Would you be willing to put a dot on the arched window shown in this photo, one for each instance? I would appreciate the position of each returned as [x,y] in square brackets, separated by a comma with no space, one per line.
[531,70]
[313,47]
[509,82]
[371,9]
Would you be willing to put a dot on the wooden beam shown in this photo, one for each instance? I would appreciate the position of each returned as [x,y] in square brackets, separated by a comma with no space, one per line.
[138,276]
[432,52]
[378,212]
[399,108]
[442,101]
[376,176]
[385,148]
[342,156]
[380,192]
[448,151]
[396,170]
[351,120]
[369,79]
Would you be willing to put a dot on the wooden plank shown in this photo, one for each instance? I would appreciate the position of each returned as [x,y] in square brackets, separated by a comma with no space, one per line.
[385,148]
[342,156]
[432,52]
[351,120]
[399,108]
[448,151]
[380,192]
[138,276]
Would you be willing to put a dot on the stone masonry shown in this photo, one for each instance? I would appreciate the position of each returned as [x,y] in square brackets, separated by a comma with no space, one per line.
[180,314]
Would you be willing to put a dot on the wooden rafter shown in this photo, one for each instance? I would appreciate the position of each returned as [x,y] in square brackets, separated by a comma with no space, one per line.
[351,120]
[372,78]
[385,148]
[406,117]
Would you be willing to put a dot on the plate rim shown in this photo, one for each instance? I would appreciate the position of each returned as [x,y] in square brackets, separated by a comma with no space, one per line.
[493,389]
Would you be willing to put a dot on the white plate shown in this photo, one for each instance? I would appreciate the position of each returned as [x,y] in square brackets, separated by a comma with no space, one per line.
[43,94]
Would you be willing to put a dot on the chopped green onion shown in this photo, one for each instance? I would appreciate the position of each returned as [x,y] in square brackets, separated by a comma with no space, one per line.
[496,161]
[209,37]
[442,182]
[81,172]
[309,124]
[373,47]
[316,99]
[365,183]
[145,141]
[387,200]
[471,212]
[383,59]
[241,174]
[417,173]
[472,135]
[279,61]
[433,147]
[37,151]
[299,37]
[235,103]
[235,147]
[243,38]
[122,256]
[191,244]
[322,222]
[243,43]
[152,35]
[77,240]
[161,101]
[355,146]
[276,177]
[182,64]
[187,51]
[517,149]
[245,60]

---+---

Given task
Copy out the data shown above without altering anything.

Task result
Would you be willing to put a dot on the arched window shown in this photo, one for each instance? I would appreciate the position of each returned as [x,y] in square brackets, separated by a comma with no space, one per line.
[531,70]
[313,47]
[509,82]
[371,9]
Would you be willing to put a dot on the wooden beam shown in this photo, one for each instance? I would appreciate the position of each returned as [x,y] in square brackets, separated by a comma with no space, one per line.
[138,276]
[432,52]
[378,212]
[399,108]
[442,101]
[376,176]
[385,148]
[342,156]
[380,192]
[448,151]
[396,170]
[351,120]
[369,79]
Would you be willing to put a dot on the wooden plank shown in this photo, one for each instance? I would appreciate the position of each returned as [x,y] in square brackets, separated by a comma with no space, one per line.
[385,148]
[342,156]
[432,52]
[351,120]
[399,108]
[448,151]
[380,192]
[138,276]
Would you be willing to put a dot on the stone masonry shown in this photo, one for each instance? I would appreciate the position of each returned as [x,y] in square brackets, separated by a comma with no space, one per line.
[180,314]
Would you be willing to put a dot on the wooden rafter shown in this photo, one for each instance? I would appreciate the position of each returned as [x,y] in square brackets, separated by a comma with no space, one per line.
[351,120]
[372,78]
[385,148]
[406,117]
Would you be willing to put a dot on the plate rim shown in this photo, one for each instance? I would appreciate the position of each returned as [x,y] in square brackets, separated by a comma with no space, one per line.
[493,389]
Would you be willing to put a dot on the white plate shown in this photo, one for each instance? I would appreciate the position of each returned as [x,y] in square brackets, separated by a comma with no space, one per line.
[43,94]
Would you be willing to put a dot on the chopped green onion shown in this photo, one for each instance? I would appreciate the position of each returned as [x,y] in square brackets, separated by a comma with no space, one per line.
[496,161]
[209,37]
[442,182]
[81,172]
[309,124]
[373,47]
[316,99]
[365,183]
[145,141]
[387,200]
[471,212]
[383,59]
[241,174]
[417,173]
[472,135]
[279,61]
[433,147]
[37,151]
[299,37]
[235,103]
[235,147]
[243,38]
[122,256]
[191,244]
[322,222]
[243,43]
[152,35]
[77,240]
[161,101]
[355,146]
[276,177]
[182,64]
[187,51]
[517,149]
[245,60]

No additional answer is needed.